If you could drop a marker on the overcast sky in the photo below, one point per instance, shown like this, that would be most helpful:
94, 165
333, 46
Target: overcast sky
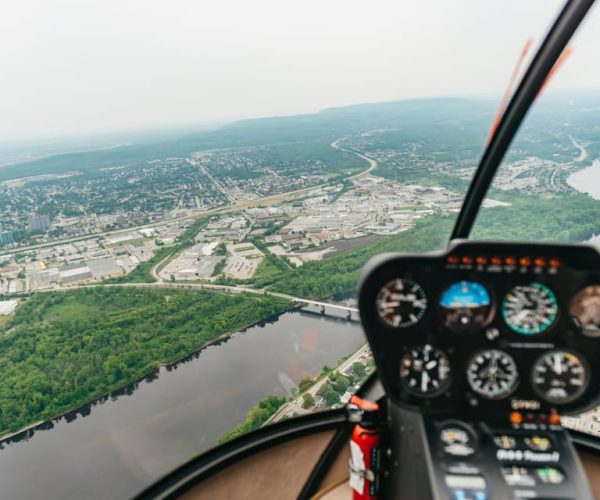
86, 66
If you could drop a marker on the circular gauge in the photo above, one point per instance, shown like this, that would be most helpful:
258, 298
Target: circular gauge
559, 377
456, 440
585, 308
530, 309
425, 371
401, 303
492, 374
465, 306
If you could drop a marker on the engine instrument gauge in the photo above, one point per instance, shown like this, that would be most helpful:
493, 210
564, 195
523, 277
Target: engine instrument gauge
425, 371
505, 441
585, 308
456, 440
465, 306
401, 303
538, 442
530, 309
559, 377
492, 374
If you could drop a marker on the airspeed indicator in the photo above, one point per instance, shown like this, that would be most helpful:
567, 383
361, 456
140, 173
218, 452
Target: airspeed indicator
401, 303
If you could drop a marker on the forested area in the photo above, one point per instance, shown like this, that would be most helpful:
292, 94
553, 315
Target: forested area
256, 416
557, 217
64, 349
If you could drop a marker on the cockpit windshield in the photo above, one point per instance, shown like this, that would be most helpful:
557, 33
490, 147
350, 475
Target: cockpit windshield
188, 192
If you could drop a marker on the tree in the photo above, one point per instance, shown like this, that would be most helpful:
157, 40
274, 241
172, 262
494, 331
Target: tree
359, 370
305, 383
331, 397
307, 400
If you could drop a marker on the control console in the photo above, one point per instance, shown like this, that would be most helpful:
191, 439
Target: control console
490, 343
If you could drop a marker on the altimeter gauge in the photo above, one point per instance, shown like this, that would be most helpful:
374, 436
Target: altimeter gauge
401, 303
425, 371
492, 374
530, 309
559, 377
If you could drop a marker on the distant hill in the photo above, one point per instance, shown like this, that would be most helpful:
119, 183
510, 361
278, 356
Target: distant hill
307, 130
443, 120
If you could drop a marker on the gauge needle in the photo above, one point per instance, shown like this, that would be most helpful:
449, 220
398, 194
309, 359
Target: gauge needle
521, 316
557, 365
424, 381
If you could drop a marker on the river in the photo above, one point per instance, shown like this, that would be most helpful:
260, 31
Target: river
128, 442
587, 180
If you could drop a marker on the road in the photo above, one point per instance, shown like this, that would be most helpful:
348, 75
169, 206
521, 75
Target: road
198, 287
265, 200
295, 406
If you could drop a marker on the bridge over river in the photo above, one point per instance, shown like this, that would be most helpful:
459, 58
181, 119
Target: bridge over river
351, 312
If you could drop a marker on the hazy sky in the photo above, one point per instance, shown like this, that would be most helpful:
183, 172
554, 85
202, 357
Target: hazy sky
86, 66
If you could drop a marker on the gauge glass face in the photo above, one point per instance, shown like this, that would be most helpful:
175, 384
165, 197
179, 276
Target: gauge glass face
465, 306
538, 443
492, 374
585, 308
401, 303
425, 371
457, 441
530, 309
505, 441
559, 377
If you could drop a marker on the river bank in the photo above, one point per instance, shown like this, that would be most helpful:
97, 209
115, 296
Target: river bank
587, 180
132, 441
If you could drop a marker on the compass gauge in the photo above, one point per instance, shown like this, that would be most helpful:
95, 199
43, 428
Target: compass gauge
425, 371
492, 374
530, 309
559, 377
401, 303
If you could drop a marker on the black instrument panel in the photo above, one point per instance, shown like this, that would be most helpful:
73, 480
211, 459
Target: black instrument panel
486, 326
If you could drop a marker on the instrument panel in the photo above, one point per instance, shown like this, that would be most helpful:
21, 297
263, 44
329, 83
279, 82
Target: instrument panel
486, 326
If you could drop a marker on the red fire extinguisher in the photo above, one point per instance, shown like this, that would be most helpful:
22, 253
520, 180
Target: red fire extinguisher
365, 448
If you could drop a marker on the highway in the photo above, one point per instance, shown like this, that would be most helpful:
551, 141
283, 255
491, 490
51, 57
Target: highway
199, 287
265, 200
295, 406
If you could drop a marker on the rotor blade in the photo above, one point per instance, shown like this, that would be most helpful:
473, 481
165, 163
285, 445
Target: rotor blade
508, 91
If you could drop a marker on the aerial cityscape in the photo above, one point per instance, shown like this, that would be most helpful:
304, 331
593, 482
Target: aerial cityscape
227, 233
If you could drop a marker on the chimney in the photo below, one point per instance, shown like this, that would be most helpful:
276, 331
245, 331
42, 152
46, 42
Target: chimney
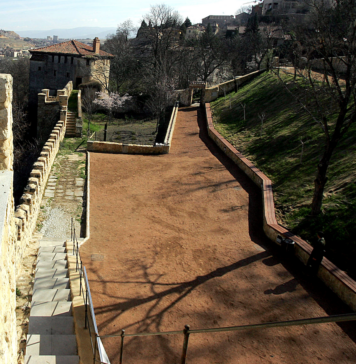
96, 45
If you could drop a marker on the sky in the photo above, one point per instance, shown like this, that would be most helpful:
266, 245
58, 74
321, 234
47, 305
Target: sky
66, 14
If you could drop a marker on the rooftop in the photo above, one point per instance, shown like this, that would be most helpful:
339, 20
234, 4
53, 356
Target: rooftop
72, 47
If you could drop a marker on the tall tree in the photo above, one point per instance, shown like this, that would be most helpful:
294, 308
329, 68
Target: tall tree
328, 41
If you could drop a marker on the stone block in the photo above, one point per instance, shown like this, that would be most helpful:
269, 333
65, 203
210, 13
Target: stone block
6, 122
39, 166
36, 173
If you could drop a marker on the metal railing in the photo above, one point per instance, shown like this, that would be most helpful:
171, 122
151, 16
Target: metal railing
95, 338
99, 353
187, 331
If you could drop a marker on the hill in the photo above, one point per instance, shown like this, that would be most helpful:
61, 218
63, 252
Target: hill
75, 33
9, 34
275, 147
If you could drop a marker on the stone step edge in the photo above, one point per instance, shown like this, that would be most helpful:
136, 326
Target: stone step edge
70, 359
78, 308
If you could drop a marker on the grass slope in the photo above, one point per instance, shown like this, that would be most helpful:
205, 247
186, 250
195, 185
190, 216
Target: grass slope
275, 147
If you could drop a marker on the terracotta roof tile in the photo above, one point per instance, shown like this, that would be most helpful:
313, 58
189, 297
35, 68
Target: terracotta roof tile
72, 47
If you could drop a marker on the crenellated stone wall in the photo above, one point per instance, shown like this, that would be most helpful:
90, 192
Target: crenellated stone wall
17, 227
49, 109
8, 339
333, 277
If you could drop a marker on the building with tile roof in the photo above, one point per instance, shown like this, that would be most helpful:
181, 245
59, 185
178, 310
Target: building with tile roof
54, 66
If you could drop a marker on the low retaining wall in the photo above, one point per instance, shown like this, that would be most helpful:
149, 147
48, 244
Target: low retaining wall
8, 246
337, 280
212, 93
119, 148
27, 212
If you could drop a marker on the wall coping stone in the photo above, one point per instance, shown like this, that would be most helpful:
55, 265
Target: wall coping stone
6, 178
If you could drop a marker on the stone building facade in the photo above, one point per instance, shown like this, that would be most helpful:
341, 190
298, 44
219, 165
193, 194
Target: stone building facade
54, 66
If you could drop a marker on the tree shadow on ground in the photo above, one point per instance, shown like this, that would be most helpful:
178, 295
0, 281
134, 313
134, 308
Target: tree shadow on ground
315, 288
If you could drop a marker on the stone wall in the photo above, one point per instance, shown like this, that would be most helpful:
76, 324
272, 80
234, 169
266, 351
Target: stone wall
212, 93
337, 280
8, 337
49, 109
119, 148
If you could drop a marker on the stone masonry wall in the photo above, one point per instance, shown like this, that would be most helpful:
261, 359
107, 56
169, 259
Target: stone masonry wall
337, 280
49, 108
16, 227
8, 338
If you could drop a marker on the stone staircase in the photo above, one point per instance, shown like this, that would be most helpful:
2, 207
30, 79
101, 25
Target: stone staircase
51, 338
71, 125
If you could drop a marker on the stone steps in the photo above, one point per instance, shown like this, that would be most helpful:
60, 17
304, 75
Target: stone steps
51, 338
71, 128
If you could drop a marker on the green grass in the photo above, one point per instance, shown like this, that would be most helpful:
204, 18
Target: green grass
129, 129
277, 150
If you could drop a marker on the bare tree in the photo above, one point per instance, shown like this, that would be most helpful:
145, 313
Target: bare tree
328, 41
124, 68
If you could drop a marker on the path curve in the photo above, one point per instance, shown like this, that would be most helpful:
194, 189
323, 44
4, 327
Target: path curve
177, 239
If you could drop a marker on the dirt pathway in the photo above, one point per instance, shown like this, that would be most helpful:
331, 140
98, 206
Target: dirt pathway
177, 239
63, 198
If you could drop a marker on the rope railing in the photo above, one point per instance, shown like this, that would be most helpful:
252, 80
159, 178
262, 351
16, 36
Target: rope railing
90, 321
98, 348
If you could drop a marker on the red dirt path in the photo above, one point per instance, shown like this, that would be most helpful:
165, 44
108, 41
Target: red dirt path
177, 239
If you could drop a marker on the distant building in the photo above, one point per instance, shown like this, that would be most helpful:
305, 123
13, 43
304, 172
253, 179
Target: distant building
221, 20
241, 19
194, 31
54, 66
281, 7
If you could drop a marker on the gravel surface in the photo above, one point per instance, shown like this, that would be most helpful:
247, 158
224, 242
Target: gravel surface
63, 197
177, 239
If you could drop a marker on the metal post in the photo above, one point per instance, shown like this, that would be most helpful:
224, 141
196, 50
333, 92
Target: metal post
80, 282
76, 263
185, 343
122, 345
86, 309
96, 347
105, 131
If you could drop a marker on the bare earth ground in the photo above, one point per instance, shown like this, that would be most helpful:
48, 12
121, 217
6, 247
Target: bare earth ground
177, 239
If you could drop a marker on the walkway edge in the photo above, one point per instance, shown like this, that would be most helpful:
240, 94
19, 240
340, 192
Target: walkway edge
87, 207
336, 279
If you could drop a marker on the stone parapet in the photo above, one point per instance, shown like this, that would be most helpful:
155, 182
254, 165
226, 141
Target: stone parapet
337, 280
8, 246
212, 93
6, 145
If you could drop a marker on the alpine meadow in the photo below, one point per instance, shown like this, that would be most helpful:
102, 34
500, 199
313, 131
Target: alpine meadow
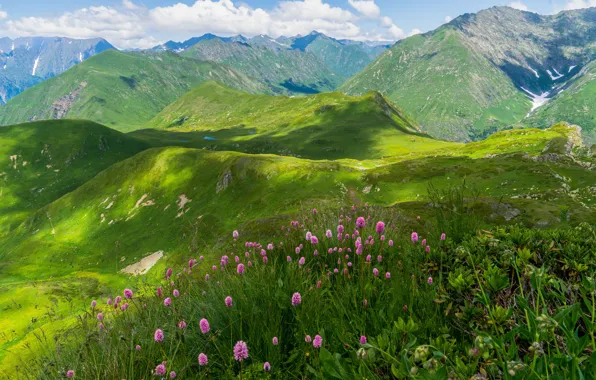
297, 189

........

(Instructions for the task): Could you rewrite the lines of the records as a Markdown table with columns named Row and Line, starting at the line that contains "If you could drop a marker on the walkway" and ending at the end of the records, with blank lines and pictures left out?

(Exercise response):
| Row | Line |
|---|---|
| 1 | If you could drop a marker on the walkway edge in the photo above, one point per instance, shown like this, that would be most helpful: |
| 2 | 240, 94 |
| 3 | 19, 240 |
| 4 | 340, 192 |
| 5 | Target: walkway edge |
| 6 | 87, 207 |
| 7 | 336, 279 |
| 8 | If you could drop a marker on the stone parapet in the photo above, one point per instance, shown like this, that would be most helpful: |
| 9 | 155, 182 |
| 10 | 254, 165 |
| 11 | 226, 141 |
| 12 | Target: stone parapet |
| 13 | 337, 280 |
| 14 | 8, 246 |
| 15 | 212, 93 |
| 16 | 6, 145 |
| 17 | If you could drop a marker on the alpine meadow in the photo below, one point per instance, shown like this, that would be most helpful: |
| 18 | 102, 34 |
| 19 | 500, 199 |
| 20 | 313, 131 |
| 21 | Target: alpine meadow |
| 22 | 297, 189 |